### Soal 1
Menurut teks bacaan tentang iman, apa dua sayap iman yang disebutkan dalam al-Qur’an?
### Soal 2
Lanjutkan teks bacaan tentang hakikat iman mulai dari kalimat terakhirnya.

### Teks Bacaan

'''

Iman adalah ketergantungan puncak manusia kepada perkara-perkara maknawi. Iman merupakan sesuatu yang kudus dan suci bagi manusia. Dan untuknya manusia rela menunjukkan kecintaan dan keprawiraannya.
Dalam al-Qur’an disebutkan bahwa iman memiliki dua sayap: Ilmu dan amal. Iman semata (tanpa amal) dapat berhimpun pada satu tempat dengan kekufuran (pagan). Dan amal (tanpa iman) semata ia mudah disusupi kemunafikan dan hipokritas.
Di antara para teolog Islam terdapat tiga pandangan terkait dengan hakikat iman:
1. Puak Asya’irah berpendapat bahwa iman adalah pembenaran terhadap keberadaan Tuhan, para nabi, perintah dan larangannya.
2. Kaum Muktazilah berpandangan bahwa iman adalah amal terhadap taklif dan tugas-tugas yang dijelaskan oleh Tuhan kepada manusia.

'''

### Data yang Disediakan
'''

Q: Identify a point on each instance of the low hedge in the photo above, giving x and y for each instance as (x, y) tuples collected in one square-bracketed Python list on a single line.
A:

'''

### Jawaban 1
Ilmu dan amal.

### Jawaban 2
3. Dalam perspektif filosof-teolog iman adalah ilmu dan makrifat terhadap realitas-realitas alam dan penyempurnaan jiwa melalui jalan ini.
Namun dari sudut pandang para urafa iman adalah menghadapkan diri kepada Tuhan dan berpaling dari segala sesuatu selain-Nya.
Fideisme dalam bentuk modern di belahan dunia Barat dan Kristen intinya terbentuk dalam dua formasi:
1. Fideisme ekstrem atau kontra akal dan kelompok yang membenci rasionalitas yang berpandangan bahwa tidak tersedia jalan bagi akal dalam ajaran-ajaran agama, iman kepada Tuhan dan alam ghaib.
2. Fideisme moderat atau eskapis dari rasionalitas (ekstra rasional). Mereka berpandangan bahwa dalam menguatkan ajaran-ajaran agama dan fondasi keimanan maka harus bersandar pada rasionalitas dan argumen meski kelompok ini mendahulukan iman atas akal dalam bernalar dan berargumentasi.
Di kalangan pemikir Islam, pandangan-pandangan urafa demikian juga kaum Akhbari dapat disegolongkan dengan pemikiran Fideisme ekstrem dan juga orang-orang seperti Ghazali dan Rumi pada tingkatan tertentu termasuk sebagai kelompok Fideisme moderat.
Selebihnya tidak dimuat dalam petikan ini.